Challenge :: Write out the listing below from the line containing "of the water" to its last line, unaltered, ends included.
■ ■ ■ ■
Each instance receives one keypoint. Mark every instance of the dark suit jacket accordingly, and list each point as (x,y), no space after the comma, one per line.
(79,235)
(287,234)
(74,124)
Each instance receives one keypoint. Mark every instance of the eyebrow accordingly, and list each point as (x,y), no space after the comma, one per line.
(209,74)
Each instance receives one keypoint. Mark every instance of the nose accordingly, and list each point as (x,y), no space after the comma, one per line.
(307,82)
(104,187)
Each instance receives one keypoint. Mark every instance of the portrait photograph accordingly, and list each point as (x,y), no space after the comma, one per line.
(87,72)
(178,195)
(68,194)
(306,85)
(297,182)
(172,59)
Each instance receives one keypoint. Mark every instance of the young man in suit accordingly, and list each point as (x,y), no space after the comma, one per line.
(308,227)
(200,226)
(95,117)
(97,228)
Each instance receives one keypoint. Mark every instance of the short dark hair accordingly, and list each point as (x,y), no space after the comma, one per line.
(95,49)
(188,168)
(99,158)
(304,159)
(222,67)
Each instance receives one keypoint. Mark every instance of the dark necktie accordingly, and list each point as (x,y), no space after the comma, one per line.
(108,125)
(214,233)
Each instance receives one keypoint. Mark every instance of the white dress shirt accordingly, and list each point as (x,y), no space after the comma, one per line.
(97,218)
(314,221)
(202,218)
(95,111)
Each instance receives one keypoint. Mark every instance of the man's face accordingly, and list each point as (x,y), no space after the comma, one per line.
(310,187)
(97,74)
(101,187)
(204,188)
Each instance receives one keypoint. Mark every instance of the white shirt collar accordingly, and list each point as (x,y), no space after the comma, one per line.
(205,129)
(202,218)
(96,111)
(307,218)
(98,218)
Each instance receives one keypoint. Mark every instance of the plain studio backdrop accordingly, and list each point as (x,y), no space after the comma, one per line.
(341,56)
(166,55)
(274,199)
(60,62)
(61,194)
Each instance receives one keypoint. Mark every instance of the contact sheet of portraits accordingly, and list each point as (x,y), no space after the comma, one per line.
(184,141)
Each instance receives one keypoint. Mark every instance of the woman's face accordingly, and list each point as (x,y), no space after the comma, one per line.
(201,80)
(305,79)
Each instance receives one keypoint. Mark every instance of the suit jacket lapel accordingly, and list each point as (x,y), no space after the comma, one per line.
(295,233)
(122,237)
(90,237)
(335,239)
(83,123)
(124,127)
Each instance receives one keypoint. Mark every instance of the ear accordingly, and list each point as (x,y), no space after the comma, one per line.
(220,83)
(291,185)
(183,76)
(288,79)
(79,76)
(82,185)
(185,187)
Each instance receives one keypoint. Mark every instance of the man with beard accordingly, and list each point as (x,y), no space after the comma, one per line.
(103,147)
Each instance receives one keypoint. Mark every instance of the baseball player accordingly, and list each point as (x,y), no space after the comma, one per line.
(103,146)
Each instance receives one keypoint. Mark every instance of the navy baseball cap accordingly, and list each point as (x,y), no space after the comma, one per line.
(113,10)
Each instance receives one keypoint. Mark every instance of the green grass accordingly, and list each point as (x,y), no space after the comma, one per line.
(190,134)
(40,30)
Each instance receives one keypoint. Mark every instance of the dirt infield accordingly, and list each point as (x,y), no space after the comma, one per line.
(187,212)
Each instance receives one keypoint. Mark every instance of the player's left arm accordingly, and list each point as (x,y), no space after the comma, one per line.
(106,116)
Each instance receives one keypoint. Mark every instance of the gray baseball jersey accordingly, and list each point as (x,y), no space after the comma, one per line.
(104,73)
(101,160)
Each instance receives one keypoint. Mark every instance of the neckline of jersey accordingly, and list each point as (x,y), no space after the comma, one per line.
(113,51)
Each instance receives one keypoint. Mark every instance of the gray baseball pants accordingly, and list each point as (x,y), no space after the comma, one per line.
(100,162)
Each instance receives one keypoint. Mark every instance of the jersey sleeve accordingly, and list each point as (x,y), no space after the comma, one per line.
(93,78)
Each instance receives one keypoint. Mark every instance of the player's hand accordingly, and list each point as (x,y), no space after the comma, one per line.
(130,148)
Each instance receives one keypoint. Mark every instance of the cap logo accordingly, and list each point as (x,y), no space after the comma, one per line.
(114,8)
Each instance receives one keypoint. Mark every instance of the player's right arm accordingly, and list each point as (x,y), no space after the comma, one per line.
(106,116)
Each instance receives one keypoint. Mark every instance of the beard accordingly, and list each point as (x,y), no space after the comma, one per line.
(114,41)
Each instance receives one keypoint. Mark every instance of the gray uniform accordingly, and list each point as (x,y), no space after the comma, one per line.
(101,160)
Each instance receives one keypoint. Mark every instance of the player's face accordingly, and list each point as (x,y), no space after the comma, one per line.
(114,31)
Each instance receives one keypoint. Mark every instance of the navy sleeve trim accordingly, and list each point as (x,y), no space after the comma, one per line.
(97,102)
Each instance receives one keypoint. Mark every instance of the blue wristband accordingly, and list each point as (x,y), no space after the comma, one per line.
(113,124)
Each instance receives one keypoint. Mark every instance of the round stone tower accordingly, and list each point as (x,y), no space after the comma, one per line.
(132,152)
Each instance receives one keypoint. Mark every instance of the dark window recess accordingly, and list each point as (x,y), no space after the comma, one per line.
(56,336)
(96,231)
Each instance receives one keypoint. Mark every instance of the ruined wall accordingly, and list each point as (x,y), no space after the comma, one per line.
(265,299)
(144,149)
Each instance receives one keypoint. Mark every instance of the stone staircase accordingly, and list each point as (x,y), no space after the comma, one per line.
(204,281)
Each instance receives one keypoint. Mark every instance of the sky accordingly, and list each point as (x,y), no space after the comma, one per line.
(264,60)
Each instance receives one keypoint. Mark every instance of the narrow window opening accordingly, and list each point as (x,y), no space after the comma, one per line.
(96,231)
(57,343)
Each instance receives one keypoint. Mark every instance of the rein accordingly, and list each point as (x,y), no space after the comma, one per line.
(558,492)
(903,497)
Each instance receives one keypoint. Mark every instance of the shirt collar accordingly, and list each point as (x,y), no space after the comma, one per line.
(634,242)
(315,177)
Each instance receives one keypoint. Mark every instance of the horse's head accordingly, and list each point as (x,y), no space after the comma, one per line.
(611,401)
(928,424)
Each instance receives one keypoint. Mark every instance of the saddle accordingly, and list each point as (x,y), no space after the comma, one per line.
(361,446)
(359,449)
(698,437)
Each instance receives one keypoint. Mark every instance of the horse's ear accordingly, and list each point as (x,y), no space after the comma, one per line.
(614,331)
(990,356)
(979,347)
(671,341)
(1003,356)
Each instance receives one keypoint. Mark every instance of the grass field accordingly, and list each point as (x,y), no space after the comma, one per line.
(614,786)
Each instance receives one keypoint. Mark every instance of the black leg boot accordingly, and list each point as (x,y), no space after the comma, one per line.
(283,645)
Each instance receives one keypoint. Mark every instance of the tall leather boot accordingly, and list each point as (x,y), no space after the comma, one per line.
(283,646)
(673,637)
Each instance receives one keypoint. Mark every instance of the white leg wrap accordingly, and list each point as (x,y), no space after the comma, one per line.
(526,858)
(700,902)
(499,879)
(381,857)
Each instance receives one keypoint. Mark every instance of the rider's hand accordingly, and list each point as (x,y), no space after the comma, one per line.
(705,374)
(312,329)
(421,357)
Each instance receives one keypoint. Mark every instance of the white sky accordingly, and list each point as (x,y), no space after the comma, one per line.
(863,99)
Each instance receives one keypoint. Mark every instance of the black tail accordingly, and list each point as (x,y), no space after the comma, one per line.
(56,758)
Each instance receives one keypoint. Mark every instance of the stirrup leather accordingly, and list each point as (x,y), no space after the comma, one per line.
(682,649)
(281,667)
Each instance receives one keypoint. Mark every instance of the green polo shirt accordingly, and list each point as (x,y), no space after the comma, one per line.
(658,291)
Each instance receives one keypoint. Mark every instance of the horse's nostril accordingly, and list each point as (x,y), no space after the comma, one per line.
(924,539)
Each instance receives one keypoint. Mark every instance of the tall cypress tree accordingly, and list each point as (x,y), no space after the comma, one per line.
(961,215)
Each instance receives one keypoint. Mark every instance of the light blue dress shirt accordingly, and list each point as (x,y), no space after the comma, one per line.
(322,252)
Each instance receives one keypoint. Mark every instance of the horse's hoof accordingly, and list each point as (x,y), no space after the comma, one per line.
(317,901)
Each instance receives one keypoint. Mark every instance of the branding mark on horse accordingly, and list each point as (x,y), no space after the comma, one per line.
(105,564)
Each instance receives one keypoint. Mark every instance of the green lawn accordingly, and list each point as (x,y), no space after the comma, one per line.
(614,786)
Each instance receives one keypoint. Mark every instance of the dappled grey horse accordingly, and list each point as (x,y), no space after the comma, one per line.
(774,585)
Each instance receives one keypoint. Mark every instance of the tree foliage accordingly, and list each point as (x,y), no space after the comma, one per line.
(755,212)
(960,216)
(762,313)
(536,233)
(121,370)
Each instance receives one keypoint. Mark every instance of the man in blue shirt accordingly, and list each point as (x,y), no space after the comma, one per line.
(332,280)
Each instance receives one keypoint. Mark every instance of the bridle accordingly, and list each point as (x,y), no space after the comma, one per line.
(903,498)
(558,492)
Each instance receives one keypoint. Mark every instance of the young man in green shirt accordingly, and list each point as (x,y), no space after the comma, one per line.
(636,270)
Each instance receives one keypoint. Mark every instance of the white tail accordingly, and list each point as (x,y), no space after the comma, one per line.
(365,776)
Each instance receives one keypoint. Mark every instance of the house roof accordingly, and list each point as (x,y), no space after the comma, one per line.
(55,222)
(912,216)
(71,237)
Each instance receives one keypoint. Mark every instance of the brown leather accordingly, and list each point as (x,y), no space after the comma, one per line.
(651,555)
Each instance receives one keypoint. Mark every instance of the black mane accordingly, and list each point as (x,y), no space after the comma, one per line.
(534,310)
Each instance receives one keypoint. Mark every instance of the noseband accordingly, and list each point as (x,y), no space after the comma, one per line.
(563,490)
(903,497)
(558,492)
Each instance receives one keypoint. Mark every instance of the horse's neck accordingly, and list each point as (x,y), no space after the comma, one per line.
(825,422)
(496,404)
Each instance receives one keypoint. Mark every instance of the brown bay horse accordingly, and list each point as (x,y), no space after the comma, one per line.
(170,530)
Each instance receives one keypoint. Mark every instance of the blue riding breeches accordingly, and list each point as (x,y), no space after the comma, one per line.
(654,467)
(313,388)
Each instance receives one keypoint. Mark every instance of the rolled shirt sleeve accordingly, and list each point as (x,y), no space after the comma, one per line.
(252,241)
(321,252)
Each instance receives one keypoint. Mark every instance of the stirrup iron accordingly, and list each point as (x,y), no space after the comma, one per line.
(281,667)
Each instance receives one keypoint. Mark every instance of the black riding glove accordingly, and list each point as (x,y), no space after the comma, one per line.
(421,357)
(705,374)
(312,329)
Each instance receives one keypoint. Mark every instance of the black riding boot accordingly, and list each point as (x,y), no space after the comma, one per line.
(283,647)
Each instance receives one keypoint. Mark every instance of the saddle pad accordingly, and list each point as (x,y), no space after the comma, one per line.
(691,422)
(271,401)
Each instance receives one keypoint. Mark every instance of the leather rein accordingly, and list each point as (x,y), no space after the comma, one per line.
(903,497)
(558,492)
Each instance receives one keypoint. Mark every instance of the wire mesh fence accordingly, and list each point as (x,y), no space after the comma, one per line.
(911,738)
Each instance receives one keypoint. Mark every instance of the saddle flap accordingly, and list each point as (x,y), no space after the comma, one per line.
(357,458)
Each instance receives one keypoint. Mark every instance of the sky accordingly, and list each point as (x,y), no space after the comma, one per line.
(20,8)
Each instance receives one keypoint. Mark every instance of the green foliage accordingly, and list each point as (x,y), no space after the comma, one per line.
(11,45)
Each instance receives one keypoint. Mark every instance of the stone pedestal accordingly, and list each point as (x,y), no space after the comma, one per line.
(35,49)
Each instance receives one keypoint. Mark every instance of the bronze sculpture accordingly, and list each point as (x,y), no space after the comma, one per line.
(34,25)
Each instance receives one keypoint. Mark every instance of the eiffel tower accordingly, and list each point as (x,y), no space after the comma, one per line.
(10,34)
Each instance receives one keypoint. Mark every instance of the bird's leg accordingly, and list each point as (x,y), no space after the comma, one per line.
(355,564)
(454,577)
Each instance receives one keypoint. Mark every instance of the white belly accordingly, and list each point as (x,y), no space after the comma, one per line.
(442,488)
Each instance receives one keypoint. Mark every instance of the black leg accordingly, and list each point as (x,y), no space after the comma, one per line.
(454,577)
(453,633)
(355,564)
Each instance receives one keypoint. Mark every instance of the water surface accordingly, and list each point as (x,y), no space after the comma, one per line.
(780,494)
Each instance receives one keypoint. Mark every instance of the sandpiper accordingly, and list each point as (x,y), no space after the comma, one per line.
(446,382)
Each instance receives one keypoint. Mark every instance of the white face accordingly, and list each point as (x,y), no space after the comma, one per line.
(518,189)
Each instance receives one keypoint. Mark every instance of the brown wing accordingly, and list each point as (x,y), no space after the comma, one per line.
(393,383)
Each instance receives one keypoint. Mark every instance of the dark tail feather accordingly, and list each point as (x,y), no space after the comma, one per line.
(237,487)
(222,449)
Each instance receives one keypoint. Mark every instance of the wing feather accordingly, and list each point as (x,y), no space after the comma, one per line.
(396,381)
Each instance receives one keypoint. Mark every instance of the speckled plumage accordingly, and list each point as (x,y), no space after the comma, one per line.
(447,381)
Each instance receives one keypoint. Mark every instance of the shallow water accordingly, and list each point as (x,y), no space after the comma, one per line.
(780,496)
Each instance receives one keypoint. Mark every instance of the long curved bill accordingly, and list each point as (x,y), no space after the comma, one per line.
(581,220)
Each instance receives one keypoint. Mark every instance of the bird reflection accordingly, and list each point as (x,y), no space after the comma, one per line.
■ ■ ■ ■
In response ::
Each instance receives one keypoint. Mark every instance of the water surface accordingly, and list each point as (x,y), no space after the comma, one per line.
(780,494)
Each instance receives one keypoint. Mark every instance of the sandpiper accordingly, and list each point as (x,y), no space after the comma, one per line.
(446,382)
Each instance receives one keypoint. Mark every instance of the white face accordingly, and list each point as (x,y), no space after the comma, one per line.
(518,189)
Each instance receives one keypoint. Mark every instance of the brown wing accordingly, and list each point as (x,y), no space after the comma, one per line.
(393,383)
Each instance receives one keypoint. Mark every instance of the dark tail feather accordingly, and list each point as (x,y), no space after the comma, one per line.
(237,487)
(222,449)
Each instance receives one keypoint. Mark every instance of the wing feather accordingly, and list each point as (x,y), no space after the comma, one per line.
(396,381)
Each instance receives one keypoint. Mark every instance of the speckled plumage accordingly, and list each point as (x,y), no space after the comma, one per line.
(447,381)
Each instance receives one keypoint. Mark every instance of the shallow water accordingly, and list each point as (x,y), no space after the comma, one per line.
(780,496)
Each instance receives one keypoint. Mark every instance of the long curved bill accordingly, and list each point as (x,y), no space after the comma, one per line.
(581,220)
Each instance receives one keypoint. Mark every instance of the bird reflection accordingly, and list each point as (x,y), no space after the comma, one per line.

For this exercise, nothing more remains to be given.